_EXCERPTED RECORDS_.

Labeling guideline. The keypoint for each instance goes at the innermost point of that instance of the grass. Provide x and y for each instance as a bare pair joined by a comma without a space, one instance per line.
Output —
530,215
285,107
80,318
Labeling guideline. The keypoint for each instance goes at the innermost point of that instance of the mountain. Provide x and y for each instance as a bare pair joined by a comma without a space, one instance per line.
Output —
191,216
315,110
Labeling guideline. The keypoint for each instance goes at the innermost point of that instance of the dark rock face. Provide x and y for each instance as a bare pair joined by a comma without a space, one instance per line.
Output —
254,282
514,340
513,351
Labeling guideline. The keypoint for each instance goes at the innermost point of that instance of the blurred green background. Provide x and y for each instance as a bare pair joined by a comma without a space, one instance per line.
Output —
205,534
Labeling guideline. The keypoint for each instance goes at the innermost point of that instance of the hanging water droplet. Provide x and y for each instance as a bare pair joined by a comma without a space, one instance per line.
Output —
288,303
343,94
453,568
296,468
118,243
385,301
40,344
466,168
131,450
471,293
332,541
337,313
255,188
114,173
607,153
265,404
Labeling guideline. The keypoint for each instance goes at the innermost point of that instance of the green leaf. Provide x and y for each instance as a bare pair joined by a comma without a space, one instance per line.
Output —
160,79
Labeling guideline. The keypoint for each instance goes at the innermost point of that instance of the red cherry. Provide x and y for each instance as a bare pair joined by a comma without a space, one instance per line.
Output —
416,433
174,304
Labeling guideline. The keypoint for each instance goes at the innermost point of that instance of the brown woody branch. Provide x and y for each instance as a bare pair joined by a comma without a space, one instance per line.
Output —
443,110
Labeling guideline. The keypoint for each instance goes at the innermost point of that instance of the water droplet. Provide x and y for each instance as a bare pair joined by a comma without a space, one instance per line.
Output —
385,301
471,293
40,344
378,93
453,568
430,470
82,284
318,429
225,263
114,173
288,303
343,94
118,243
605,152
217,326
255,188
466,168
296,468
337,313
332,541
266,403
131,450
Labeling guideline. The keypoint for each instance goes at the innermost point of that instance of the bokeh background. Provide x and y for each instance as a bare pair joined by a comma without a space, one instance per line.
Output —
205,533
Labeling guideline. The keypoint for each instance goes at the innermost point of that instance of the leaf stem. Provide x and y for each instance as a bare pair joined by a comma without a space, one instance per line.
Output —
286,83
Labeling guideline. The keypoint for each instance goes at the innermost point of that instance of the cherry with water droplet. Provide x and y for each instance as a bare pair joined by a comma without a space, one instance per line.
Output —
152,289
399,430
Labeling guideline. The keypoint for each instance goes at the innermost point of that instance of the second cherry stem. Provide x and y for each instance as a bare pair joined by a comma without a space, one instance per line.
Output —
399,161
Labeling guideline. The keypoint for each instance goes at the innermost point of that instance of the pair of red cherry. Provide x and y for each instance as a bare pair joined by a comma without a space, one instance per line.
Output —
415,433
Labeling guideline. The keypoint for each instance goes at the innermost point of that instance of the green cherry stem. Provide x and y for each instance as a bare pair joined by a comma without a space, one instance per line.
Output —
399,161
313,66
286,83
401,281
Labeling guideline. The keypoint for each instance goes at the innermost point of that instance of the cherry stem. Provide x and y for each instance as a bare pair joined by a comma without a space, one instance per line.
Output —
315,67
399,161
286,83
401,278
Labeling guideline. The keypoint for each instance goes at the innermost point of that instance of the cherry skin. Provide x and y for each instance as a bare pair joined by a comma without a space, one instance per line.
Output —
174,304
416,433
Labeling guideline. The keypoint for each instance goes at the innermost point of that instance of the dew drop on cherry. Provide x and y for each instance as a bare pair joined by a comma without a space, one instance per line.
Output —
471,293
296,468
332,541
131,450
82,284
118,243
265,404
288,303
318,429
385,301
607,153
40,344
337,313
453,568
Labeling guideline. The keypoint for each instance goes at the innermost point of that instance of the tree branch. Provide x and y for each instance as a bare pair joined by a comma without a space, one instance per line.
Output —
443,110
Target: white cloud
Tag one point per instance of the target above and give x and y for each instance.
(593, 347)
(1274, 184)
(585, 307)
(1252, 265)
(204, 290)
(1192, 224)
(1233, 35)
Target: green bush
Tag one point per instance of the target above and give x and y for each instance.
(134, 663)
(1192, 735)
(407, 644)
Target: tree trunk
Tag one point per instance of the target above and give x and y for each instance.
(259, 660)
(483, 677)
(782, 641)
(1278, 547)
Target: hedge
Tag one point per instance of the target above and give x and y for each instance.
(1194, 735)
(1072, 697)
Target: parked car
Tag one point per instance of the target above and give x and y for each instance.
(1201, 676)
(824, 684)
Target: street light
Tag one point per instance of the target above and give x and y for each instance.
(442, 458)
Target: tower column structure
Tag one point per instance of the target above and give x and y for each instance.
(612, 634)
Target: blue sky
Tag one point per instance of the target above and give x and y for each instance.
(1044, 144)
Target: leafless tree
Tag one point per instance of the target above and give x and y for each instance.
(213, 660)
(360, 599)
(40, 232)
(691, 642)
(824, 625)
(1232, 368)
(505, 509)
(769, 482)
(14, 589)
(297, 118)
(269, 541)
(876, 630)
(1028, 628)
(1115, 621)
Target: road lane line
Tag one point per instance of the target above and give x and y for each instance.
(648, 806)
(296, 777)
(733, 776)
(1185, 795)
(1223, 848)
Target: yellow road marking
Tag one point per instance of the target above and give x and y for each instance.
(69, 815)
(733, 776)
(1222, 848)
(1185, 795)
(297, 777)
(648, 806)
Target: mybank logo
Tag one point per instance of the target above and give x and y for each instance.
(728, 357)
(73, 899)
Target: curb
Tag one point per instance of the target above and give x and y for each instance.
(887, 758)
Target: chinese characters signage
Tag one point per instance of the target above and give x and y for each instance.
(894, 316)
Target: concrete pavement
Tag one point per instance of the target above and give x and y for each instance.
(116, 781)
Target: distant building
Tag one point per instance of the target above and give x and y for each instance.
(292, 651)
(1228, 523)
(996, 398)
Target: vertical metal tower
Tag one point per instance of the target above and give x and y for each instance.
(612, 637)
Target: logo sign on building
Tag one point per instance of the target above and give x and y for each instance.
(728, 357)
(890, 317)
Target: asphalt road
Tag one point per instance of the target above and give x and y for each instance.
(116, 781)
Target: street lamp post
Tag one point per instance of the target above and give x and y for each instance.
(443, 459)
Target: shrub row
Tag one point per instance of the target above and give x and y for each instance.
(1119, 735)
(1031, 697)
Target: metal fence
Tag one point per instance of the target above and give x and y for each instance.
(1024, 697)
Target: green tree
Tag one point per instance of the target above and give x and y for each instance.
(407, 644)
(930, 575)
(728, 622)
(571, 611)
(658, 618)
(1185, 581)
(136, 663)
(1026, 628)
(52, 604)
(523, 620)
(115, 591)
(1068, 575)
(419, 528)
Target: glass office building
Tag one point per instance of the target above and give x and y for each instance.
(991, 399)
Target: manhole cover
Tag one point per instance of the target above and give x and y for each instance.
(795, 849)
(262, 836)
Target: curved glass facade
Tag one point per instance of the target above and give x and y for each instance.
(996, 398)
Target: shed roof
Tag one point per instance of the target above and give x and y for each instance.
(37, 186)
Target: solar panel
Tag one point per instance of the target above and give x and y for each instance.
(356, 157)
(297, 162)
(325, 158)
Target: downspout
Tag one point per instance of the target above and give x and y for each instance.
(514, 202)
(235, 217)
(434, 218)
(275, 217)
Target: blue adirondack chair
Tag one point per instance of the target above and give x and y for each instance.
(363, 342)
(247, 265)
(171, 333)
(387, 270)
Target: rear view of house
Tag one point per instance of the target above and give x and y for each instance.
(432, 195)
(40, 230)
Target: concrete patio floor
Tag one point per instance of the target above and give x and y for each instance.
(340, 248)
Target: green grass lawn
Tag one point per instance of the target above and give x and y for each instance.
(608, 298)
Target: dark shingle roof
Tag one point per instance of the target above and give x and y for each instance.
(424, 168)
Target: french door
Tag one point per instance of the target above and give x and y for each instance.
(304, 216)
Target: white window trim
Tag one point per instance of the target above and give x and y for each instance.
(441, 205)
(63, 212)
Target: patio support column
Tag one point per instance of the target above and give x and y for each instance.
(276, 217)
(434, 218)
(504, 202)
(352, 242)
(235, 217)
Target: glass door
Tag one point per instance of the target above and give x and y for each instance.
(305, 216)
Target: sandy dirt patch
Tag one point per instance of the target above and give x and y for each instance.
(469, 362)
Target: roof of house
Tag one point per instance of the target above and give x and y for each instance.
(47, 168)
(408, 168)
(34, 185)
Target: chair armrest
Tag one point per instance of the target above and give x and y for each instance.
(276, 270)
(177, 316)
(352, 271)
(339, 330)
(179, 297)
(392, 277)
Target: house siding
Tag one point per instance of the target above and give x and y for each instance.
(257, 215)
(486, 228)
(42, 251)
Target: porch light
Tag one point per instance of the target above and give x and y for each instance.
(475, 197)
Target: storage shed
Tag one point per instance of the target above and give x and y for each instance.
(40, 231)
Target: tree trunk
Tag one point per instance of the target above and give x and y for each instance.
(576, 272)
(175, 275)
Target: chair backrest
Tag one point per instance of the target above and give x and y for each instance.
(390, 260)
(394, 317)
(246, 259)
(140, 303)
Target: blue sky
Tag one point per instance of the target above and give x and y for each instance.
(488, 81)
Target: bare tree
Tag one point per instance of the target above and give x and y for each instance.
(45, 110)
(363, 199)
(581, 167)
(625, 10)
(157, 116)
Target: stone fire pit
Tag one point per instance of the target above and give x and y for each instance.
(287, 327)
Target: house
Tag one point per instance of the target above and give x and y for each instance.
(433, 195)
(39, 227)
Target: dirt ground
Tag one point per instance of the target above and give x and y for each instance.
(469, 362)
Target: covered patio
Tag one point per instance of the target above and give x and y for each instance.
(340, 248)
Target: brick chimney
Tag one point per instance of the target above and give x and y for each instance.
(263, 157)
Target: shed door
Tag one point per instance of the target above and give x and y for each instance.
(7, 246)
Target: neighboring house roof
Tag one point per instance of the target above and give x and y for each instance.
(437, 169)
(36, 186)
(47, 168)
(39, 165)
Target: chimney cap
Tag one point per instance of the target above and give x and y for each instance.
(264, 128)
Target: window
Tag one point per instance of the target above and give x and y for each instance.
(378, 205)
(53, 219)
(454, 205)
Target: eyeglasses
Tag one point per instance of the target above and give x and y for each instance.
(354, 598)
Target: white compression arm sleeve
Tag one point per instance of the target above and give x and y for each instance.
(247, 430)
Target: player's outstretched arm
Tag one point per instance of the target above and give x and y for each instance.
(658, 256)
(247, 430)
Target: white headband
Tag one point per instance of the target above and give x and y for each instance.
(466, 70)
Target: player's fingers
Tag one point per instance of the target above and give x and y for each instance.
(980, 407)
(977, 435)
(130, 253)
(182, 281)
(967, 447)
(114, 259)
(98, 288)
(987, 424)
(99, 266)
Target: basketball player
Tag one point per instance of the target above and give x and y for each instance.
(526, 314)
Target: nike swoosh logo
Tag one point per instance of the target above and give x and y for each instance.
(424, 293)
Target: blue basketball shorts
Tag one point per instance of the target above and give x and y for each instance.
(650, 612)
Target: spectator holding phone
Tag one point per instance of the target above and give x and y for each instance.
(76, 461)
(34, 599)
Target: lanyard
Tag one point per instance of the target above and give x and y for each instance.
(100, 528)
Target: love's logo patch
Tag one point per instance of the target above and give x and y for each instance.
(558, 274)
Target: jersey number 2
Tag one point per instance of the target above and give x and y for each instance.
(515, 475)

_EXERCISE_.
Output the line that contains "Target: covered patio", followed by every later line in the listing, with no line omitted and none added.

_REPLY_.
Target: covered patio
Tag one point per instance of the target above and give x and y for each instance.
(340, 248)
Target: brick chimney
Tag one point per instance of the target above and give x and y for each instance.
(263, 157)
Target: shed door
Tag one point per instance of the target above and give x and y for each instance.
(7, 246)
Target: neighboring house roof
Tag one point per instance of the target above and give x and y for each instance.
(437, 169)
(36, 186)
(47, 168)
(39, 165)
Target: chimney cap
Tag one point per instance of the target above and give x and y for each instance.
(264, 128)
Target: window
Tag one point per instance of the target above and give x and y for each instance.
(378, 205)
(53, 219)
(454, 205)
Target: eyeglasses
Tag one point per instance of the target above and give x and y for each instance.
(354, 598)
Target: white compression arm sleeve
Tag one point per instance of the target above and give x and y for each instance.
(247, 430)
Target: player's outstretched arm
Tag one point per instance of the target above and give x and y for each instance.
(658, 256)
(247, 430)
Target: white headband
Tag one point per instance of the target above and give x and y for each instance.
(466, 70)
Target: player's fingers
Tag one point per instance of the target above and give x and y for each instance.
(980, 407)
(977, 435)
(130, 253)
(182, 281)
(967, 447)
(114, 259)
(98, 288)
(987, 424)
(99, 266)
Target: basketball player
Tag one point per instance of the target above and give x and y for each instance.
(526, 314)
Target: nike swoosh logo
Tag one point per instance of the target above and give x and y for each instance.
(424, 293)
Target: blue basketball shorts
Tag one point per instance of the target above and give x and y for each instance.
(650, 612)
Target: spectator holding phone
Tag one point per instance of the target above and give x and y for each instance.
(76, 461)
(34, 599)
Target: lanyard
Tag one point per instance of the target above and give x and y for each instance.
(100, 528)
Target: love's logo patch
Tag one point per instance of the target above and give x and y for each instance.
(558, 274)
Target: jersey number 2
Tag one point per instance of the target above and give x and y for each instance.
(515, 475)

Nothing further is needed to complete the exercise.